··· Kutipan
Waspadai Praktik Suap-Menyuap Berkedok Parsel Lebaran

KY: Juga Berlaku bagi Semua Anggota Keluarga

Komisi Yudisial (KY) mengingatkan para hakim agar mewaspadai praktik suap-menyuap berkedok parsel Lebaran. Lembaga pengawas hakim tersebut menegaskan bahwa para hakim dilarang menerima parsel dalam bentuk apa pun. Jika tetap menerima parsel, mereka bisa dianggap melanggar kode etik dan pedoman perilaku hakim serta terancam sanksi.

"Tidak ada parsel Lebaran untuk para hakim," tegas anggota KY Soekotjo Soeparto kemarin (28/8).

Menurut dia, parsel Lebaran adalah modus umum yang digunakan oleh pihak beperkara untuk menyuap para hakim. Karena itu, yang paling aman bagi para hakim adalah tidak menerima pemberian apa pun.

Aturan itu, papar dia, sudah ditegaskan dalam kode etik dan pedoman perilaku hakim. Dalam aturan bentukan Mahkamah Agung dan KY itu, disebutkan hakim tidak boleh meminta atau menerima pemberian, penghargaan, dan pinjaman atau fasilitas dari advokat, penuntut, orang yang diadili, pihak yang sangat mungkin akan diadili, dan kalangan yang berkepentingan.
······
_Instruksi Tugas_
Bisakah Anda memberikan bagian kutipan tentang parsel Lebaran bagi hakim, mulai dari kata-kata yang memuat "Komisi Yudisial (KY)" sampai "pemberian apa pun.", tanpa mengubah satu kata pun? Data berikut sama sekali tidak berperan di sini.
··· Data yang Ditampilkan
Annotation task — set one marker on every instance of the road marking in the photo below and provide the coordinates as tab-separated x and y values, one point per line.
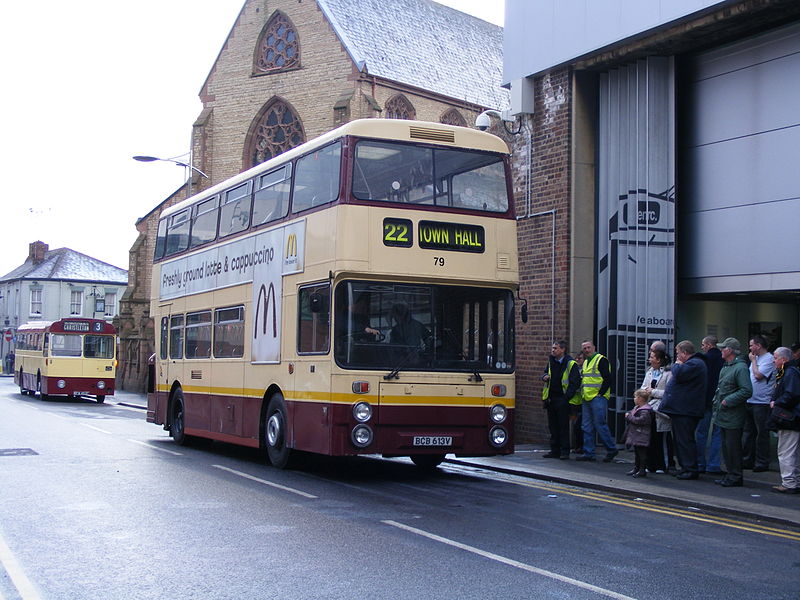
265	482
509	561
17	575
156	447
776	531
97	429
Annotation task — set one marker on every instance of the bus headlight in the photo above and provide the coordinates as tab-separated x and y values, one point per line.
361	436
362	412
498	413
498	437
······
··· Data yang Ditampilkan
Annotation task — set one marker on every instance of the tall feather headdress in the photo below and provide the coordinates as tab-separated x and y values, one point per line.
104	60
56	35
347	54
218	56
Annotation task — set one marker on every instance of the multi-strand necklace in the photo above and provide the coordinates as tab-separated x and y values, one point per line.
······
_Jawaban Tugas_
Komisi Yudisial (KY) mengingatkan para hakim agar mewaspadai praktik suap-menyuap berkedok parsel Lebaran. Lembaga pengawas hakim tersebut menegaskan bahwa para hakim dilarang menerima parsel dalam bentuk apa pun. Jika tetap menerima parsel, mereka bisa dianggap melanggar kode etik dan pedoman perilaku hakim serta terancam sanksi.

"Tidak ada parsel Lebaran untuk para hakim," tegas anggota KY Soekotjo Soeparto kemarin (28/8).

Menurut dia, parsel Lebaran adalah modus umum yang digunakan oleh pihak beperkara untuk menyuap para hakim. Karena itu, yang paling aman bagi para hakim adalah tidak menerima pemberian apa pun.